Content starts
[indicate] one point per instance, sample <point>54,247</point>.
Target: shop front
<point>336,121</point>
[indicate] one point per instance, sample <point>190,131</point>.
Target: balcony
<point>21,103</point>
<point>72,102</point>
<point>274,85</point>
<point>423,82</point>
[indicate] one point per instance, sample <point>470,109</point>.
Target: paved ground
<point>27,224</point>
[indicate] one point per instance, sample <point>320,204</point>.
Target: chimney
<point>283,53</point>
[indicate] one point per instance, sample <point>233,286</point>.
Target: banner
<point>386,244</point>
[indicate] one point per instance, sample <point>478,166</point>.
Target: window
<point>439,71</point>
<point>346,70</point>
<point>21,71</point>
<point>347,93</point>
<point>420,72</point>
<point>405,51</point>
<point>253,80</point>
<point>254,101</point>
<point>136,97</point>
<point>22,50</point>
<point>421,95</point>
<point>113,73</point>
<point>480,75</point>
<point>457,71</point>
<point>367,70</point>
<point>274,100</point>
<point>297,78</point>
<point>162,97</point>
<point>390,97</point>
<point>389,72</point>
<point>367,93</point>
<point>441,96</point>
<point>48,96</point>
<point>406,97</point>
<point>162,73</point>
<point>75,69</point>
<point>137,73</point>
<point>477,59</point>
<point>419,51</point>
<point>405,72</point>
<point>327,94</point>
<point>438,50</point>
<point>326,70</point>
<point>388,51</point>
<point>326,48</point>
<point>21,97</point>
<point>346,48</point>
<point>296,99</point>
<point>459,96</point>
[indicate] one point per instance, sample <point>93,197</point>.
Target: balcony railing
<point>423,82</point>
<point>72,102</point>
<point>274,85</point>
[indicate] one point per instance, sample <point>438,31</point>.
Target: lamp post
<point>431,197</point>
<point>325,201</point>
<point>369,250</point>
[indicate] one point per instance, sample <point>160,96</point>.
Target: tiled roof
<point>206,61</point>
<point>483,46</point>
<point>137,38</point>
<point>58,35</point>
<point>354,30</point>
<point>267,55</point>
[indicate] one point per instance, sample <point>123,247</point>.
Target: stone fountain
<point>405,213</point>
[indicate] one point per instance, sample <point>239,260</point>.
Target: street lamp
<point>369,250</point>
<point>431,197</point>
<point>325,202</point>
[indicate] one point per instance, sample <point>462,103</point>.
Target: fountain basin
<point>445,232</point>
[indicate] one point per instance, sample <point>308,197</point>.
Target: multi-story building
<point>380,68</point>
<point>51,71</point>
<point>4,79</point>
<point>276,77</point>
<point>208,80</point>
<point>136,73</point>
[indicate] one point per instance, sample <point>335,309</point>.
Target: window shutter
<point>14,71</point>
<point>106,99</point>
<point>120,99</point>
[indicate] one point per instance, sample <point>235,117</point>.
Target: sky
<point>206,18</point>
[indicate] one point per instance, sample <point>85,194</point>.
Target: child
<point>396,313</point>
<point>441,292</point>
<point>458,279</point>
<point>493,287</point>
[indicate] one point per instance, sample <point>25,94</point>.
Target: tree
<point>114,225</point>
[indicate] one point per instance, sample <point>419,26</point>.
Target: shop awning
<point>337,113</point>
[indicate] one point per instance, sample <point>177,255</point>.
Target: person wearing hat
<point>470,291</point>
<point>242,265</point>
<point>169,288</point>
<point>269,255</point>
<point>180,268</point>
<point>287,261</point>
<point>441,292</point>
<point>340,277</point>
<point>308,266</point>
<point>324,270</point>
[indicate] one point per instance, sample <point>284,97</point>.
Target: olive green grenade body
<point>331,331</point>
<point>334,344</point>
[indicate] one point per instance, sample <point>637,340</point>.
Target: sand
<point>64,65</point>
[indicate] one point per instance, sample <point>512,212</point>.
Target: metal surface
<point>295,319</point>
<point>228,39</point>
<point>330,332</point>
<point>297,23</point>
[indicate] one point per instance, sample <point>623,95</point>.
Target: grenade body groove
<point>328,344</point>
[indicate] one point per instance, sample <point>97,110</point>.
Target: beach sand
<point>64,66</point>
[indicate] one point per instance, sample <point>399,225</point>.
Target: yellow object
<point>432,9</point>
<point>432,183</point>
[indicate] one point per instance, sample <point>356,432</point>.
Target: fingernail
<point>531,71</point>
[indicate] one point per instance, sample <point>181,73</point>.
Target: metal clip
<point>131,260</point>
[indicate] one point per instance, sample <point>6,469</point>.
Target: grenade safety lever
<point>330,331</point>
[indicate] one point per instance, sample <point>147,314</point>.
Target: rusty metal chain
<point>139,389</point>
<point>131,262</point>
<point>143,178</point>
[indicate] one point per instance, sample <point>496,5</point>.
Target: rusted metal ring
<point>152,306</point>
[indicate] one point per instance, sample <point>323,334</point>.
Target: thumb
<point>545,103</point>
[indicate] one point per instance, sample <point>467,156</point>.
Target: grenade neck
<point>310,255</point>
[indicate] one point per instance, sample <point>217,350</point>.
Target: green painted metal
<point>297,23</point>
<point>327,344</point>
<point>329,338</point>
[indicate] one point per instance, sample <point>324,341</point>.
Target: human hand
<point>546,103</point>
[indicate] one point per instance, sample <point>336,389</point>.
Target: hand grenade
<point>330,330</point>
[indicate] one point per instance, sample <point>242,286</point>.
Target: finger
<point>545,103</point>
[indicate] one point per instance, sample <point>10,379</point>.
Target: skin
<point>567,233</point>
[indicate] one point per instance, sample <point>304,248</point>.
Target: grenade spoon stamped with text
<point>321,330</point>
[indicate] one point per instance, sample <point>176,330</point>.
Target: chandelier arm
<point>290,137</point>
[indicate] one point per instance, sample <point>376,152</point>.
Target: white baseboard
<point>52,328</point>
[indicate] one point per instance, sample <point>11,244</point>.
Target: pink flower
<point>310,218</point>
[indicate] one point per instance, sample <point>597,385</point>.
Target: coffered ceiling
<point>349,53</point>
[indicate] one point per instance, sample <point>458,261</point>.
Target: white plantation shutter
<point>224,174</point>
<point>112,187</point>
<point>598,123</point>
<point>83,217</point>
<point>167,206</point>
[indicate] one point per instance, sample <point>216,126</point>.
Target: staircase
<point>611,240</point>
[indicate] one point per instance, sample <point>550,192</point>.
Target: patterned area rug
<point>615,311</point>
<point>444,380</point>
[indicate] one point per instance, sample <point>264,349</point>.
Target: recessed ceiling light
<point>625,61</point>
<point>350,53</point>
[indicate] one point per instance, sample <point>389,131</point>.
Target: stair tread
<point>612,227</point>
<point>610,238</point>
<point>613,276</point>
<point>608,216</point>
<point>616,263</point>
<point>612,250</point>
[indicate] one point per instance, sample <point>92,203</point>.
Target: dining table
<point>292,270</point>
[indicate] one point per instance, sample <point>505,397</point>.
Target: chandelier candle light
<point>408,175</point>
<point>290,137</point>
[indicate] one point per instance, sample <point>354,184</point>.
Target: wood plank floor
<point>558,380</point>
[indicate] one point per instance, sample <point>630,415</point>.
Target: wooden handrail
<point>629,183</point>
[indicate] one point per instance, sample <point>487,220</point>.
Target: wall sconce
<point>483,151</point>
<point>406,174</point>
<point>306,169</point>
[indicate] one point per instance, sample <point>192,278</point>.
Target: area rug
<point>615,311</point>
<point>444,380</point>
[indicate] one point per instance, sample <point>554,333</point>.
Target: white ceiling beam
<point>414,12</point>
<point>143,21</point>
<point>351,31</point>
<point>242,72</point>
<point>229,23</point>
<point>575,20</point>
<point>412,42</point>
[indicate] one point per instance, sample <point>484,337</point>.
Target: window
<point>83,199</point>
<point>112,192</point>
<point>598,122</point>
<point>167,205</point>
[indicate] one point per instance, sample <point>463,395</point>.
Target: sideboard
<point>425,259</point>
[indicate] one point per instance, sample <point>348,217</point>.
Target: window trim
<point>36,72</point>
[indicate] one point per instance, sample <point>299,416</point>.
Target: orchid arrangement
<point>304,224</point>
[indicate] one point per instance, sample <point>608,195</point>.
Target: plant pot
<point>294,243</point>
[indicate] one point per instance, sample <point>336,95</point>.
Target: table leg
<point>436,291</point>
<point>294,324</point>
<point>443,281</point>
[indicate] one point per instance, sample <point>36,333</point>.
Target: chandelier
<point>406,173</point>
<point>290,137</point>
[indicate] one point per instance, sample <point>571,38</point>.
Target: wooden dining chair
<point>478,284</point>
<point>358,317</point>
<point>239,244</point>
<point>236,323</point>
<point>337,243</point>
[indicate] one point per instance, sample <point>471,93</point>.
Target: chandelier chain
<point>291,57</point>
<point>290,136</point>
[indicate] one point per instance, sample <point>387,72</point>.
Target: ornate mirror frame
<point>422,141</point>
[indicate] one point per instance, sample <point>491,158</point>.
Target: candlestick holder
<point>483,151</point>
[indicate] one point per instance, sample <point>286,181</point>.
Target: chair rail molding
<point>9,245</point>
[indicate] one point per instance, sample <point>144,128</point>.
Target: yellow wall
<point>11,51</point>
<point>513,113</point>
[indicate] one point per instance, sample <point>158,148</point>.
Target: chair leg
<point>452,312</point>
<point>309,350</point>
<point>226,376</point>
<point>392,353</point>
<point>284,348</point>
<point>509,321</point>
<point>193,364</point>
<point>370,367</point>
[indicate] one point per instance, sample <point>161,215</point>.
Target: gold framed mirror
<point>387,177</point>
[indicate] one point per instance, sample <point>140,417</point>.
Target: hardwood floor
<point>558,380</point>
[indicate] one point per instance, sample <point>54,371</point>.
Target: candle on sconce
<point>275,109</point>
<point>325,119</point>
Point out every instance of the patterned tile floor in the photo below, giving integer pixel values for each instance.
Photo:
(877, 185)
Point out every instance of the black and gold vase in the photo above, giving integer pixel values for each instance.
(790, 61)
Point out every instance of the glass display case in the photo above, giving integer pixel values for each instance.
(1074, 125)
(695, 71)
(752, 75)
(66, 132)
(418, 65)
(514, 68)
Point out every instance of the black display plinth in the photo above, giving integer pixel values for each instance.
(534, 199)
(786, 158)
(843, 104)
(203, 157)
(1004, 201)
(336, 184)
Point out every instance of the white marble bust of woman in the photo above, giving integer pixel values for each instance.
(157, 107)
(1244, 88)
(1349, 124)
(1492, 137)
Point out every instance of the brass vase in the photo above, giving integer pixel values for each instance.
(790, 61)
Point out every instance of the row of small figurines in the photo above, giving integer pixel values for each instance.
Content ends
§ What the task asks
Repeat, word for word, the lines from the opening of the material through the line containing "instance, sample <point>470,109</point>.".

§ Task answer
[indicate] one point per instance, sample <point>54,247</point>.
Target: shop front
<point>336,121</point>
[indicate] one point per instance, sample <point>190,131</point>.
Target: balcony
<point>21,103</point>
<point>72,102</point>
<point>274,85</point>
<point>423,82</point>
[indicate] one point per instance, sample <point>470,109</point>.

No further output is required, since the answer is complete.